Task brief - Give a faithful, exact copy of all entries, minus the images.

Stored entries
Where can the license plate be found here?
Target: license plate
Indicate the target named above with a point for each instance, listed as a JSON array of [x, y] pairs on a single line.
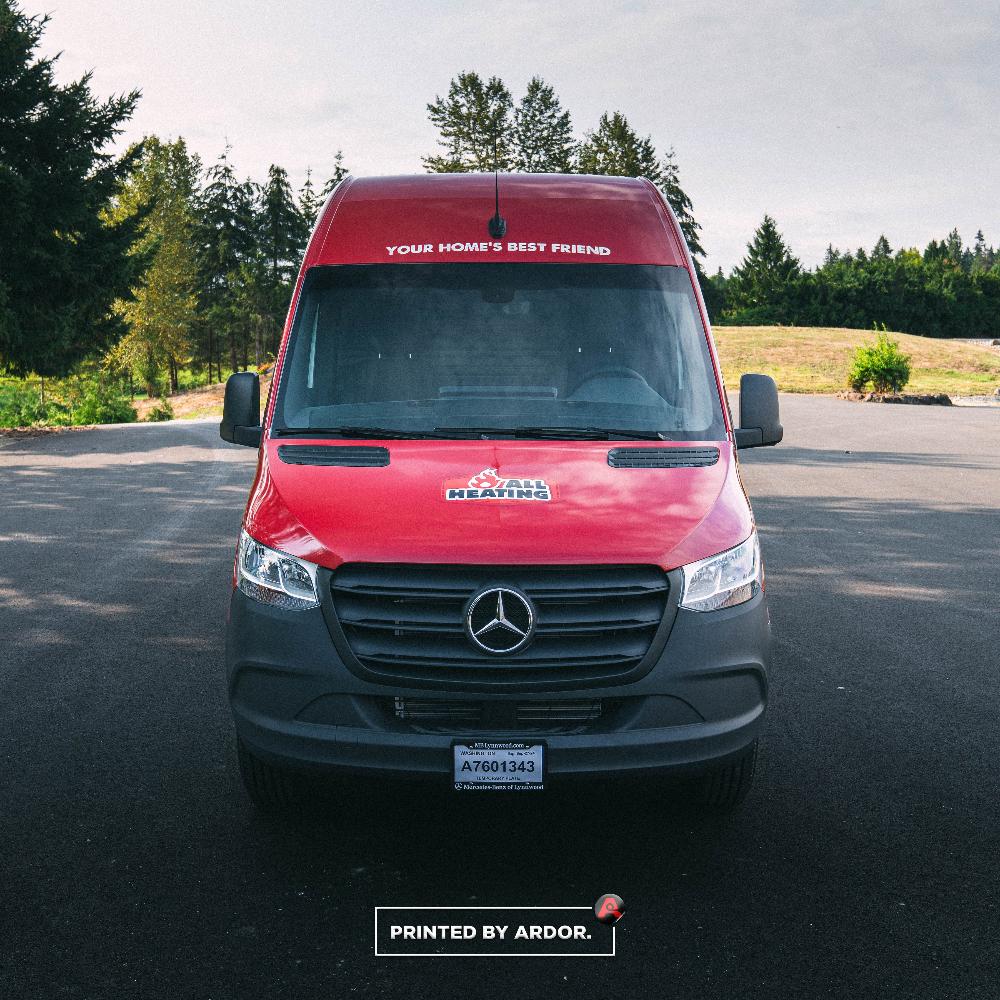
[[498, 767]]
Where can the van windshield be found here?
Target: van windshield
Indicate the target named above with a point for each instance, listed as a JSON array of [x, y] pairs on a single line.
[[526, 350]]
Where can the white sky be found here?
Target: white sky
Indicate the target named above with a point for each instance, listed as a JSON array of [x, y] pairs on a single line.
[[841, 120]]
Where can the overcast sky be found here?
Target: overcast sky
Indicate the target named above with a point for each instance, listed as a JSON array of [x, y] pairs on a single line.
[[841, 120]]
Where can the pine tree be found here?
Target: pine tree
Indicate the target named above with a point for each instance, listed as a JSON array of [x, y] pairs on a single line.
[[614, 148], [283, 231], [62, 263], [543, 132], [475, 126], [681, 204], [882, 250], [763, 277], [309, 201], [263, 283], [339, 173], [161, 313], [227, 240]]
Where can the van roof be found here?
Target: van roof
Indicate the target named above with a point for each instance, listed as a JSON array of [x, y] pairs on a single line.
[[562, 218]]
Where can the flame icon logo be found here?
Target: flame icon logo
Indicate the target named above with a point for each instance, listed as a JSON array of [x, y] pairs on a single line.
[[486, 480]]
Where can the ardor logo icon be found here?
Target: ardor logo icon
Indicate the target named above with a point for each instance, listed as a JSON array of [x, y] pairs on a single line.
[[500, 620]]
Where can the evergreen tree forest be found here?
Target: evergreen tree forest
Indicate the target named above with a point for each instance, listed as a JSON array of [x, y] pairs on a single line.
[[155, 269]]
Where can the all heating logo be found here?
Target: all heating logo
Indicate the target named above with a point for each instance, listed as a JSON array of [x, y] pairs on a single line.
[[489, 485]]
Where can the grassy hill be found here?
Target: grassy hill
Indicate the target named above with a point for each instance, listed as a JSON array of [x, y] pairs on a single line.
[[816, 359], [800, 359]]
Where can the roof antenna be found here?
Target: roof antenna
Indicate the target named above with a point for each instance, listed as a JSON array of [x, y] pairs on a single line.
[[498, 224]]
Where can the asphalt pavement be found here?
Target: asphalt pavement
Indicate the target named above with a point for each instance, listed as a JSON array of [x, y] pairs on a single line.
[[865, 863]]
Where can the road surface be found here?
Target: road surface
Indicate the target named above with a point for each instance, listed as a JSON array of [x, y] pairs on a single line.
[[865, 863]]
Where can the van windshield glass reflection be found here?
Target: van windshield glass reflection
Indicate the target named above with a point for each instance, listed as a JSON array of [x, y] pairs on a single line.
[[433, 349]]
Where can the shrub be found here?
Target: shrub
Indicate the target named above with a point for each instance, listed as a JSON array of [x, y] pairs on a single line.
[[103, 404], [881, 364], [163, 411]]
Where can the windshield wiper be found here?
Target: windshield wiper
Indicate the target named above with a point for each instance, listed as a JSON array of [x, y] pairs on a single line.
[[554, 433], [353, 431]]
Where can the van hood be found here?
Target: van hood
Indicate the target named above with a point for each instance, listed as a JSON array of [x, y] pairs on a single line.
[[469, 502]]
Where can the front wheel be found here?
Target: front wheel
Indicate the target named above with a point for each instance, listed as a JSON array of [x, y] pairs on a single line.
[[726, 787], [271, 789]]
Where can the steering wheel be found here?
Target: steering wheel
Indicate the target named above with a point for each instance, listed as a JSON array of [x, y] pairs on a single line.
[[619, 371]]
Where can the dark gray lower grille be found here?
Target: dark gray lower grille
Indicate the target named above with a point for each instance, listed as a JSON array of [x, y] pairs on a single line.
[[407, 621], [460, 716]]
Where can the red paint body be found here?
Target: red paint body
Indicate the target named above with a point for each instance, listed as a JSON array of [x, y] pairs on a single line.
[[667, 517]]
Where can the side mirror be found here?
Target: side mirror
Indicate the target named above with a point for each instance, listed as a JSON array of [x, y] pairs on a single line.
[[241, 410], [759, 424]]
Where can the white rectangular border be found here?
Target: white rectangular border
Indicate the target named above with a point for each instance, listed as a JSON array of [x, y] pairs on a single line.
[[492, 954]]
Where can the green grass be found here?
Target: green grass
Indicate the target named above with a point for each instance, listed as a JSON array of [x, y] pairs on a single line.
[[817, 359]]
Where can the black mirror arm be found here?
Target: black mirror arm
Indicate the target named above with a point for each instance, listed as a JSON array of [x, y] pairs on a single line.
[[748, 437]]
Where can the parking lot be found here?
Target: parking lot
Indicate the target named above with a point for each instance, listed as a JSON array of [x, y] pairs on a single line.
[[864, 864]]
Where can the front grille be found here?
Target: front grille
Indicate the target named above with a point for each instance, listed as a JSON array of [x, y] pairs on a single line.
[[405, 621], [465, 716]]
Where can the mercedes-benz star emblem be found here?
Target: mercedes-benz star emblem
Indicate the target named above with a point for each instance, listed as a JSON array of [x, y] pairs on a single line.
[[500, 620]]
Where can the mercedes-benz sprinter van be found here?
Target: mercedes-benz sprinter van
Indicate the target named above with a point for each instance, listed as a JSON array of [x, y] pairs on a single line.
[[497, 538]]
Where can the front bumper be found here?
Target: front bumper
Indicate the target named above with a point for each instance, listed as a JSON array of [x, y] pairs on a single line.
[[296, 704]]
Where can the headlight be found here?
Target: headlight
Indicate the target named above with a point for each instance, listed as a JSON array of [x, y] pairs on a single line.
[[275, 578], [725, 580]]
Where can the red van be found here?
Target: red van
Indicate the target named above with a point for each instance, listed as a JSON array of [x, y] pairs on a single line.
[[497, 536]]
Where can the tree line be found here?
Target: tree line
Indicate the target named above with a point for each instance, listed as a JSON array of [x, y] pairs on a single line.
[[151, 263], [947, 290]]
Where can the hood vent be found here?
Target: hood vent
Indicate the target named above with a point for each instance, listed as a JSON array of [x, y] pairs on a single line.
[[662, 458], [351, 456]]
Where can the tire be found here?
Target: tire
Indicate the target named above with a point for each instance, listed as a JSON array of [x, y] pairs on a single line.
[[727, 786], [271, 789]]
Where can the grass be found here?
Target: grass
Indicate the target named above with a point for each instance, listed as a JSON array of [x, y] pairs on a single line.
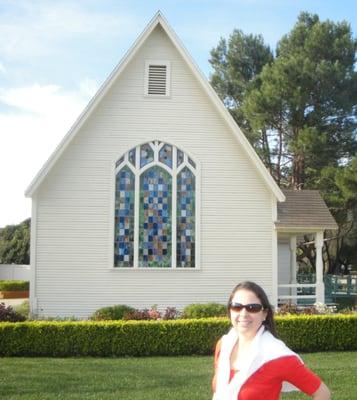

Task output -
Where can the license plate be found here?
Target: license plate
Indicate the target named above with a point for each instance, listed as a JSON array of [x, y] pairs on a single line.
[[498, 767]]
Where can the van windshield be found here?
Target: van windshield
Indicate the target named above with a point for each instance, listed as a JSON array of [x, y] pairs on a single line.
[[526, 350]]
Where can the white sky be found here?
Target: white sky
Indicate the target named above with a point for each instance, listed as a JSON array of [x, y] pairs on a single line.
[[841, 120]]
Where can the overcast sky be found here?
Target: overcast sky
Indicate the target named above with a point for each instance, listed as a JSON array of [x, y] pairs on a single line.
[[841, 120]]
Where can the pine tree be found here?
Target: pine tree
Indicate the target named above with a point for each instance, listed as a JSON array of [x, y] pairs on a single line.
[[614, 148], [283, 231], [62, 263], [543, 132], [475, 126], [681, 204], [882, 250], [763, 277], [309, 201], [263, 283], [339, 173], [161, 313], [227, 240]]
Where can the van roof be found here?
Target: van roof
Indicate the target named above with a point for each instance, listed as a JSON array of [x, y] pairs on a single line.
[[562, 218]]
Where can the flame icon logo be found here?
Target: flame icon logo
Indicate the target named above with a point for each instance, listed as a JSON array of [x, y] pairs on a single line.
[[486, 480]]
Where can the ardor logo icon be found here?
Target: ardor logo icon
Indicate the target named above with a point for each instance, listed as a JSON array of [x, y] pairs on a single line.
[[500, 620]]
Where can the evergreen tree forest be found here?
Target: evergreen tree forest
Indicate the target named above with a point for each instance, listed as a JSON array of [x, y] pairs on a single line.
[[155, 269]]
Where can the all heating logo be found here?
Target: all heating logo
Indicate the target named above with a point for each instance, listed as a JSON array of [x, y] pairs on a single line.
[[489, 485]]
Where can the grassy hill be found here?
Target: grassy hill
Indicate the target named above with a point for each instance, listed as a JSON array of [x, y] pairs on a single line.
[[816, 359], [800, 359]]
Where can the roof antenna be found here?
Target: roof antenna
Indicate the target named above with a point for each instance, listed as a JSON array of [x, y] pairs on a single line.
[[498, 224]]
Where can the asphalt pavement be found here?
Target: asphalt pavement
Indicate the target named above with a point for each instance, listed as a JSON array of [x, y] pairs on a single line.
[[865, 863]]
Where can the road surface be found here?
Target: road surface
Indicate the target named above with a point for each instance, listed as a JSON array of [x, y] pairs on a single line.
[[865, 863]]
Where can the van windshield glass reflection be found here?
Target: van windshield glass reflection
Indicate the target named above with a point for each instance, listed as a JSON array of [x, y] pairs on a single line.
[[433, 349]]
Where can the shrub be found here?
Target: shrub
Indicate the target named above with a point for each instance, listed as a JSON array of [x, y] pairs on a single line.
[[103, 404], [881, 364], [163, 411]]
Where can the windshield wiper be found here?
Target: windshield wiper
Indicate the target named above with a point for each instance, listed as a JSON array of [x, y] pairs on a single line.
[[554, 433], [353, 431]]
Where can the van hood be found here?
Target: van hood
Indicate the target named above with a point for each instance, listed as a JSON array of [x, y] pairs on a single line.
[[469, 502]]
Where can the front wheel be found here?
Target: front wheel
Indicate the target named above with a point for each instance, listed as a JSON array of [x, y] pairs on a single line.
[[726, 787], [271, 789]]
Where can the steering wheel be found here?
Target: steering wheel
Indicate the target named above with a point for each instance, listed as a JSON array of [x, y] pairs on a single line.
[[619, 371]]
Where can the dark gray lower grille be found here?
Target: dark gray lower grille
Indicate the target named above with a point for each instance, listed as a JSON array of [x, y] pairs on a single line.
[[407, 621], [460, 716]]
Where can the red paint body be found here?
Target: red paint body
Indicate the target named above with a point for each instance, listed as a JSON array of [x, y] pairs on a single line.
[[667, 517]]
Where can the side mirror be found here?
Target: side mirror
Indicate the target named above with a point for each instance, listed as a JSON array of [x, y] pairs on a single line.
[[241, 410], [759, 424]]
Where can the white rectangular border be found here?
Target: white rectangular border
Indicate the target named above with a point for each instance, listed as a JSON array of [x, y] pairs on a single line.
[[492, 954]]
Where can the green grass be found here?
Target: green grass
Indicate the target named above with a point for each instance, listed as a JSON array of [x, y] pairs on a single line.
[[817, 359]]
Where can the black mirror arm be found here?
Target: black mirror arm
Indicate the target named above with a point for each instance, listed as a JSON array of [x, y] pairs on a single line.
[[748, 437]]
Where can the parking lot be found here?
Target: parking lot
Indicate the target named above with a point for each instance, listed as a JSON array of [x, y] pairs on a single line.
[[864, 864]]
Where can the front grille be found here?
Target: front grille
Indicate the target named above with a point for each instance, listed as a JSON array of [x, y] pairs on a single line.
[[405, 621], [465, 716]]
Where can the mercedes-benz star emblem be found here?
Target: mercedes-benz star emblem
Indicate the target named above with a point for each instance, listed as a JSON array of [x, y] pairs on a single line.
[[500, 620]]
Where can the mercedes-benz sprinter van be found here?
Target: mercedes-benz sprinter van
Indicate the target named above with a point for each instance, listed as a JSON array of [x, y] pairs on a single line.
[[497, 538]]
Where can the front bumper be found here?
Target: front bumper
Indicate the target named above with a point for each instance, listed as a JSON array of [x, y] pairs on a single line.
[[296, 704]]
Where can the headlight be found here?
Target: headlight
Indicate the target named above with a point for each instance, listed as a JSON array of [x, y] pairs on a single line.
[[275, 578], [725, 580]]
Where can the red van be found here?
Target: red van
Indicate the target named above with a point for each instance, listed as a JSON array of [x, y] pairs on a single line.
[[497, 536]]
Where can the tree line be found here?
Target: tree line
Indicate the target named above with a point for each instance, listed as a JSON array of [x, y] pairs on a single line.
[[151, 263], [947, 290]]
Where can the hood vent be found here?
Target: hood vent
Indicate the target named above with a point for each instance, listed as a JSON array of [x, y] pairs on a single line.
[[662, 458], [351, 456]]
Where can the tire be found here?
Target: tire
Indicate the target named above with a point for each instance, listed as a JSON array of [x, y] pairs on a single line.
[[727, 786], [271, 789]]
Where can the grass be found here?
Target: grass
Indicate the target named above with a point for each instance, listed as a JSON array of [x, y] pairs on a single line.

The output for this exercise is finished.